• **Task statement**
Using the records below, repeat exactly the lines from the one holding "column 76, row 429" through the one holding "column 719, row 107", both ends included, and no others.

Region pointing data:
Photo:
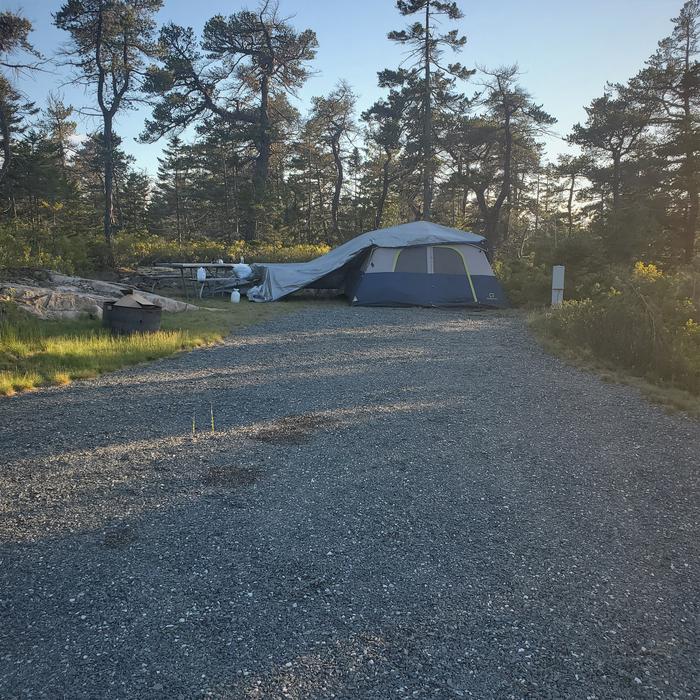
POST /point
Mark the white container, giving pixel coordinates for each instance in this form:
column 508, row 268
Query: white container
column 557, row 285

==

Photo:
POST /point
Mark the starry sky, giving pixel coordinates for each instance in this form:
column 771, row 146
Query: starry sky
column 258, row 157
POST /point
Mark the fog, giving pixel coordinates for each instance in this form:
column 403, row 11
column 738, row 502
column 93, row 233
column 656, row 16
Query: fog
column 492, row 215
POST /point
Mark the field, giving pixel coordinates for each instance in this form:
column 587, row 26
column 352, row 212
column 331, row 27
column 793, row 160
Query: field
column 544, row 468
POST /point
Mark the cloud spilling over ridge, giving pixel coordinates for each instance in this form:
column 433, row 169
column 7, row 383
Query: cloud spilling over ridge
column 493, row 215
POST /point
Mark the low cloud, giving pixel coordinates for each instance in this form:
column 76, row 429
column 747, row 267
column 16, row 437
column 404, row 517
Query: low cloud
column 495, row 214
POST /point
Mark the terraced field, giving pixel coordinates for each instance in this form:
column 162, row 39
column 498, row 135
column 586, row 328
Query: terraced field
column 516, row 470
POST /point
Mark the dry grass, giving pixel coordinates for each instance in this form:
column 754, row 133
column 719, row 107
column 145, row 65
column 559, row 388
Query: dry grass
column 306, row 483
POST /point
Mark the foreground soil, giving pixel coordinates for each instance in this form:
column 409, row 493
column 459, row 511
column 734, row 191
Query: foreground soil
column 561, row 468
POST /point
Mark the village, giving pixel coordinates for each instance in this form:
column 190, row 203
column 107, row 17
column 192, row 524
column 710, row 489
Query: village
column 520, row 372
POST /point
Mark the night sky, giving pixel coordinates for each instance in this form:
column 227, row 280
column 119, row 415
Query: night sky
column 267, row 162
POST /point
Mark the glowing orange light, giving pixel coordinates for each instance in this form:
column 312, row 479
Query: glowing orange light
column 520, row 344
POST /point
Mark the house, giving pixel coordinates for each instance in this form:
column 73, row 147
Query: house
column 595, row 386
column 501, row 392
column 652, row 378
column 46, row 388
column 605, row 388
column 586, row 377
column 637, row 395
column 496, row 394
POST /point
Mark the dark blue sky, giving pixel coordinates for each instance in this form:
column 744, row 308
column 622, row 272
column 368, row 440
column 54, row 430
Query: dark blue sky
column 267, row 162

...

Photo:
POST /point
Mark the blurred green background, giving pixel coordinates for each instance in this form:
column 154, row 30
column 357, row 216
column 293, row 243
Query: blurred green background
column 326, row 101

• **Solution**
column 76, row 429
column 747, row 267
column 16, row 437
column 404, row 517
Query: low cloud
column 495, row 214
POST /point
Mark the terraced field, giving pixel coordinates for each instance in this form:
column 162, row 39
column 498, row 135
column 586, row 328
Query: terraced field
column 516, row 470
POST /point
Mark the dry grass, giving pixel coordinates for each instance in this form:
column 754, row 133
column 719, row 107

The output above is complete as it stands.